■ TASK INSTRUCTIONS ■
All the entries below should be reproduced exactly.

Stored data entries
- - - - -
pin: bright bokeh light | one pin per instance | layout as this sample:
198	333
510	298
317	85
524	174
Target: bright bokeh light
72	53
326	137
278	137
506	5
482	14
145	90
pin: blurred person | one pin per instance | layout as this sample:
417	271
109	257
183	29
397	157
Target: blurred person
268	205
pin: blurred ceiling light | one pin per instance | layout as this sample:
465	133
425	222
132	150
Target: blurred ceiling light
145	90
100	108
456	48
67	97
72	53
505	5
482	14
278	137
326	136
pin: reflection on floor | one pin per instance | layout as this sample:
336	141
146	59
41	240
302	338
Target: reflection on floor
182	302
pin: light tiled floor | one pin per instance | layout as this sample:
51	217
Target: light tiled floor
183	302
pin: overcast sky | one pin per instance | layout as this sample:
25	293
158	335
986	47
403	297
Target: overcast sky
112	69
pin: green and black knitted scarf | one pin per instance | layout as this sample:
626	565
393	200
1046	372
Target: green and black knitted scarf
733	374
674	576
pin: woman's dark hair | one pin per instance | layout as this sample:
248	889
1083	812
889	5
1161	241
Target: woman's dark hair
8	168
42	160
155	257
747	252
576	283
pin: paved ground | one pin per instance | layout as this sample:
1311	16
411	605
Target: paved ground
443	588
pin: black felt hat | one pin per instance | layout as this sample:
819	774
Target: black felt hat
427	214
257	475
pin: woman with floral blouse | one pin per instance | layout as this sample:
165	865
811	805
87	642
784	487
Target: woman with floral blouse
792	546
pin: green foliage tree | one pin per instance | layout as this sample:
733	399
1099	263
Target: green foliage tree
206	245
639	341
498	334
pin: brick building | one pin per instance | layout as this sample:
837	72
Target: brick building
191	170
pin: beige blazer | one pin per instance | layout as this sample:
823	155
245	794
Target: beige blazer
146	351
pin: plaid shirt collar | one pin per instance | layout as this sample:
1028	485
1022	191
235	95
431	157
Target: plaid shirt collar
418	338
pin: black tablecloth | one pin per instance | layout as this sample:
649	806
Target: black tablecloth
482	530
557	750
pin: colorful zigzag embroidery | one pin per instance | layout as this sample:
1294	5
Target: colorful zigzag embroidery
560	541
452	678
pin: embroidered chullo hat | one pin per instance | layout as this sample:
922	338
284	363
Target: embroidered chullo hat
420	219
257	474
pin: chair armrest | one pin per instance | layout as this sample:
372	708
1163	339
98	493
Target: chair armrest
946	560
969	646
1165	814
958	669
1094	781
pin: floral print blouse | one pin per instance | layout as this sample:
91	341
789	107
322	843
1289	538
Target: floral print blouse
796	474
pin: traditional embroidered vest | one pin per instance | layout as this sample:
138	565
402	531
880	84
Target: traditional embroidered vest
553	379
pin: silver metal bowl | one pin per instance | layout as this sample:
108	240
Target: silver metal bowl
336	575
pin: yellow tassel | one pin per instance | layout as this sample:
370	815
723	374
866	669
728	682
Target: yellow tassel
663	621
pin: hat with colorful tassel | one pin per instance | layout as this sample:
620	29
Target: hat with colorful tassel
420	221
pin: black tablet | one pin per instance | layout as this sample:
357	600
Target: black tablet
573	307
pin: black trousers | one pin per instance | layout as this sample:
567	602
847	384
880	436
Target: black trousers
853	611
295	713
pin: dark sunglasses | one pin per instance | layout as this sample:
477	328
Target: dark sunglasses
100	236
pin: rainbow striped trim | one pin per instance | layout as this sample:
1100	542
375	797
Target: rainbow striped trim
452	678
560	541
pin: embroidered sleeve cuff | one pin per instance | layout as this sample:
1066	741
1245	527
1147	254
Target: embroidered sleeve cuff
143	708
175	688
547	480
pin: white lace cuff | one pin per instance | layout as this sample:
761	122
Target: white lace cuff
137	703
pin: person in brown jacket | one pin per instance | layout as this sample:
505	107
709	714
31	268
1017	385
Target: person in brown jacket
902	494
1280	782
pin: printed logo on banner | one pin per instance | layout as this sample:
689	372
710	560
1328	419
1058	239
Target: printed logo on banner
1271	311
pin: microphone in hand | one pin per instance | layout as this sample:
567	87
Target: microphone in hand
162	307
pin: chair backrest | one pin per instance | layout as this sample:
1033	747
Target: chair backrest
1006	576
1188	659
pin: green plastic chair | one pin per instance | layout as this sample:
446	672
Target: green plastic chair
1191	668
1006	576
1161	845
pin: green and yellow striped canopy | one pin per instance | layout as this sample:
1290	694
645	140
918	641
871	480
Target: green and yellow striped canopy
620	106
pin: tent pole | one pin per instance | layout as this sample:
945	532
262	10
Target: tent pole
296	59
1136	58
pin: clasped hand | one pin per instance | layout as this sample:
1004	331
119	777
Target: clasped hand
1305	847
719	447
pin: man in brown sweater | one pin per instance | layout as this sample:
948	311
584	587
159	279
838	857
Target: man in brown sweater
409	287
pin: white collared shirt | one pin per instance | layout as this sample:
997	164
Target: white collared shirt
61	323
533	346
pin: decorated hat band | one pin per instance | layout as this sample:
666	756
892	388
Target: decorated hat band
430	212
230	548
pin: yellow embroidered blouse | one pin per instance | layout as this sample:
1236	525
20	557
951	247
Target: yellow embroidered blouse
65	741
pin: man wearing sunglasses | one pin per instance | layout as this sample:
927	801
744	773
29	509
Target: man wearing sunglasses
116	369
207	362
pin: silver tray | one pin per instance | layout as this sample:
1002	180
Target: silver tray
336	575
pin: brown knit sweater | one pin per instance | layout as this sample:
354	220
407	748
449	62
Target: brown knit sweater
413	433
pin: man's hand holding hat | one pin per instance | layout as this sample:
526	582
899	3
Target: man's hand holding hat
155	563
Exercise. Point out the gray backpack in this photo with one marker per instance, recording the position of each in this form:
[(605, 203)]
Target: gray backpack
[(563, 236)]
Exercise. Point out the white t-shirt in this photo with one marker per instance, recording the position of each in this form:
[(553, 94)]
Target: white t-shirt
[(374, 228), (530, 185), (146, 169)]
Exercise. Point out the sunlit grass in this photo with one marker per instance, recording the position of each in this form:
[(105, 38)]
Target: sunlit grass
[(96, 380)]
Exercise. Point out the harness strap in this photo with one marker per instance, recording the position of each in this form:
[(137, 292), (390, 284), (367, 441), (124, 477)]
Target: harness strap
- - - - -
■ TASK OUTPUT ■
pin: bright bokeh light | one pin per instance | layout as this sample:
198	333
510	298
317	85
524	174
Target: bright bokeh light
72	53
326	137
278	137
506	5
482	14
145	90
pin: blurred person | one pin per instance | layout as this sample:
417	271
109	257
183	29
397	157
Target: blurred person
268	205
pin: blurred ceiling light | one pin per instance | layout as this sample:
465	133
425	222
132	150
Target: blurred ceiling light
145	90
100	108
456	48
67	97
72	53
505	5
482	14
278	137
326	136
pin: reflection on floor | one pin per instance | layout as this sample:
336	141
146	59
41	240
302	338
Target: reflection on floor
182	302
pin: light tiled floor | one pin per instance | layout as this sample:
51	217
Target: light tiled floor
183	302
pin: overcast sky | one pin per instance | layout as this sample:
25	293
158	335
986	47
403	297
Target: overcast sky
112	69
pin: green and black knitted scarf | one pin per instance | layout as this sample:
626	565
393	200
1046	372
Target: green and black knitted scarf
733	374
674	576
pin: woman's dark hair | one pin per instance | layout as this sample:
248	889
1083	812
889	5
1161	241
Target: woman's dark hair
8	168
42	160
155	257
747	252
576	283
pin: paved ground | one pin per instance | layout as this sample:
1311	16
411	605
Target: paved ground
443	588
pin: black felt hat | one pin per instance | layout as this sample:
819	774
Target: black felt hat
427	214
257	475
pin: woman with floral blouse | one pin per instance | layout as this sample:
165	865
811	805
87	642
784	487
Target: woman with floral blouse
792	546
pin: green foliage tree | one pin per instance | layout as this sample:
733	399
1099	263
Target: green foliage tree
206	245
639	341
498	334
pin: brick building | one pin per instance | layout as this sample:
837	72
Target: brick building
191	170
pin: beige blazer | one pin per instance | layout as this sample:
823	155
245	794
Target: beige blazer
146	351
pin: plaid shirt collar | one pin per instance | layout as this sample:
1028	485
1022	191
235	95
431	157
Target: plaid shirt collar
418	338
pin: black tablecloth | one pin per instance | layout as this sample:
649	806
Target: black tablecloth
482	530
557	750
pin: colorful zigzag embroidery | one pin per instance | layout as this sample:
1294	5
Target: colorful zigzag embroidery
560	541
452	678
pin: embroidered chullo hat | one pin per instance | layout as this sample:
922	338
284	363
Target: embroidered chullo hat
420	219
257	474
pin: chair armrest | one pin per instance | layout as this sample:
372	708
1163	339
98	493
Target: chair armrest
946	560
969	646
1165	814
958	669
1094	781
pin: floral print blouse | one pin per instance | layout as this sample:
91	341
789	107
322	843
1289	538
Target: floral print blouse
796	474
pin: traditional embroidered vest | one pin per instance | layout as this sample:
138	565
402	531
880	84
Target: traditional embroidered vest
553	379
pin: silver metal bowl | one pin per instance | layout as this sample:
108	240
Target: silver metal bowl
336	575
pin: yellow tassel | one pin per instance | layout as this sample:
370	815
723	374
866	669
728	682
Target: yellow tassel
663	621
pin: hat with colorful tassel | one pin per instance | layout as this sample:
620	29
Target: hat with colorful tassel
420	221
pin: black tablet | one pin per instance | layout as this sample:
357	600
Target: black tablet
573	307
pin: black trousers | one pin per instance | layout as this sample:
567	602
847	384
880	436
Target: black trousers
853	611
295	713
pin: dark sunglasses | one pin per instance | layout as this sample:
477	328
Target: dark sunglasses
100	236
pin: rainbow striped trim | one pin per instance | layout as this sample:
1100	542
375	797
Target: rainbow striped trim
452	678
560	541
pin: embroidered sleeve cuff | one pin per instance | layout as this sample:
1066	741
1245	527
1147	254
Target: embroidered sleeve cuff
143	708
175	688
547	480
pin: white lace cuff | one pin per instance | layout as this sample:
761	122
Target: white lace cuff
137	703
pin: person in brown jacket | one pin per instance | layout as this sample:
505	107
709	714
31	268
1017	385
Target: person in brown jacket
902	494
1280	782
pin: printed logo on banner | one pin per instance | layout as this sample:
689	372
710	560
1328	419
1058	239
Target: printed logo on banner
1271	311
pin: microphone in hand | one pin per instance | layout as this sample:
567	87
Target: microphone in hand
162	307
pin: chair backrest | one pin per instance | layout as this sample:
1033	747
Target: chair backrest
1006	576
1188	659
pin: green plastic chair | one pin per instance | layout as this sample:
446	672
Target: green plastic chair
1191	668
1006	576
1161	845
pin: green and yellow striped canopy | one pin per instance | layout as this sample:
1290	694
645	140
918	641
871	480
Target: green and yellow striped canopy
620	106
pin: tent pole | one pin per instance | layout as this sample:
945	532
262	10
Target: tent pole
296	59
1136	58
pin: clasped hand | one pin per instance | layout as this sample:
1004	331
119	777
Target: clasped hand
1305	847
719	447
pin: man in brown sweater | one pin per instance | layout as this sample:
948	311
584	587
159	279
838	857
Target: man in brown sweater
409	287
pin: white collared shirt | one pin per instance | layout as this sample:
997	164
Target: white collared shirt
61	323
533	346
pin: decorated hat band | one pin per instance | layout as this sample:
666	756
892	388
Target: decorated hat band
430	212
230	548
pin: yellow embroidered blouse | one pin per instance | layout as this sample:
1236	525
20	557
951	247
Target: yellow embroidered blouse
65	741
pin: man wearing sunglasses | one pin per instance | layout as this sample:
927	801
744	773
29	509
Target: man wearing sunglasses
116	369
207	362
pin: silver tray | one pin per instance | layout as this sample:
1002	180
Target: silver tray
336	575
pin: brown knit sweater | one pin per instance | layout as this sample:
354	220
407	748
449	62
Target: brown knit sweater
413	433
pin: man's hand holding hat | one pin per instance | layout as this sample:
526	582
899	3
Target: man's hand holding hat
155	563
Exercise. Point out the gray backpack in this photo with one marker per instance, recording the position of each in this form:
[(605, 203)]
Target: gray backpack
[(563, 236)]
Exercise. Point out the white t-shirt in this photo with one marker per instance, recording the position of each in this form:
[(553, 94)]
Target: white t-shirt
[(374, 228), (530, 185), (146, 169)]
Exercise. Point out the sunlit grass in this photo with one marker per instance, recording the position of each in this form:
[(105, 38)]
Target: sunlit grass
[(96, 380)]
Exercise. Point out the harness strap in this photo with one marker per instance, recording the position of each in this form:
[(137, 292), (390, 284), (367, 441), (124, 477)]
Target: harness strap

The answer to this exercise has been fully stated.